Exercise prompt ▸ Swap "blind user" for "low-vision user" throughout the records below and give them back with nothing else changed. Leave the pictures out.
— START OF Material supplied —
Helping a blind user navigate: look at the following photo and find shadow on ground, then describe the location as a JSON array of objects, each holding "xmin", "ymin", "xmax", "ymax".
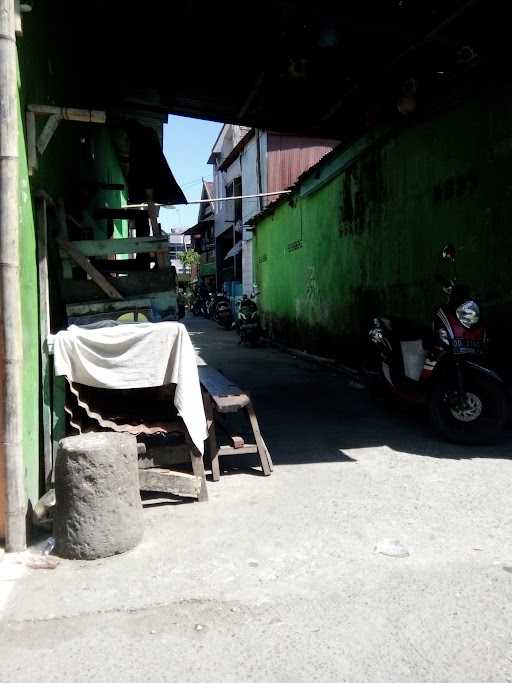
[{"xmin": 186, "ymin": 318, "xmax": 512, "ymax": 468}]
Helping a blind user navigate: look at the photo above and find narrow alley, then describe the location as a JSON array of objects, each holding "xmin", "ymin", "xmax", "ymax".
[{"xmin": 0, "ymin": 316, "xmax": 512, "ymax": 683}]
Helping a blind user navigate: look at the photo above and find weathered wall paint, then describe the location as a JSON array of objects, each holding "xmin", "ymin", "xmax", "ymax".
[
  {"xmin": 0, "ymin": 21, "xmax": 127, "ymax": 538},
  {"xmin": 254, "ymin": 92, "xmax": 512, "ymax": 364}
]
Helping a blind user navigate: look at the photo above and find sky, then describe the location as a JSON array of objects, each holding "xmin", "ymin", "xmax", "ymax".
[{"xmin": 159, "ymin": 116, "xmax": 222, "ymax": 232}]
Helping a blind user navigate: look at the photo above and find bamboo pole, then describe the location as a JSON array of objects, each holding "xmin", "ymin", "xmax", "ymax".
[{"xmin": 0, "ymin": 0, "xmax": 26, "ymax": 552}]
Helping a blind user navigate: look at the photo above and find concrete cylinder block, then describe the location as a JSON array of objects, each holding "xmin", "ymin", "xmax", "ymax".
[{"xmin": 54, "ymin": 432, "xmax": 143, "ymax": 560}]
— END OF Material supplied —
Solution ▸
Helping a low-vision user navigate: look at the following photo and find shadow on ground, then describe the location as a JSON array of objects, each holding "xmin", "ymin", "xmax", "ymax".
[{"xmin": 186, "ymin": 318, "xmax": 512, "ymax": 468}]
Helping a low-vision user navigate: look at the photo above and find narrow alley, then describe the location as a JSON array of objects, each holding "xmin", "ymin", "xmax", "ymax".
[{"xmin": 0, "ymin": 316, "xmax": 512, "ymax": 683}]
Helping a low-vision user navigate: look at the photo above and find weathered wall paint, then describe the location as a JSON array of objects, each holding "xmin", "ymin", "xmax", "ymax".
[
  {"xmin": 0, "ymin": 21, "xmax": 127, "ymax": 538},
  {"xmin": 254, "ymin": 92, "xmax": 512, "ymax": 364}
]
Helping a low-vision user navigate: look at the photo above and find sky, then describe the location as a JSON array of objects, each holding "xmin", "ymin", "xmax", "ymax".
[{"xmin": 159, "ymin": 116, "xmax": 222, "ymax": 232}]
Helping a low-vision user navigate: look at the photo above and find bamboo pole, then describe the location as a JSON array of objects, each holding "xmin", "ymin", "xmax", "ymax".
[{"xmin": 0, "ymin": 0, "xmax": 26, "ymax": 552}]
Helping a low-vision user navigate: look at the photo above and find concrete cylinder block, then describe the location as a JSON array of objects, each holding "xmin", "ymin", "xmax", "ymax".
[{"xmin": 54, "ymin": 432, "xmax": 143, "ymax": 560}]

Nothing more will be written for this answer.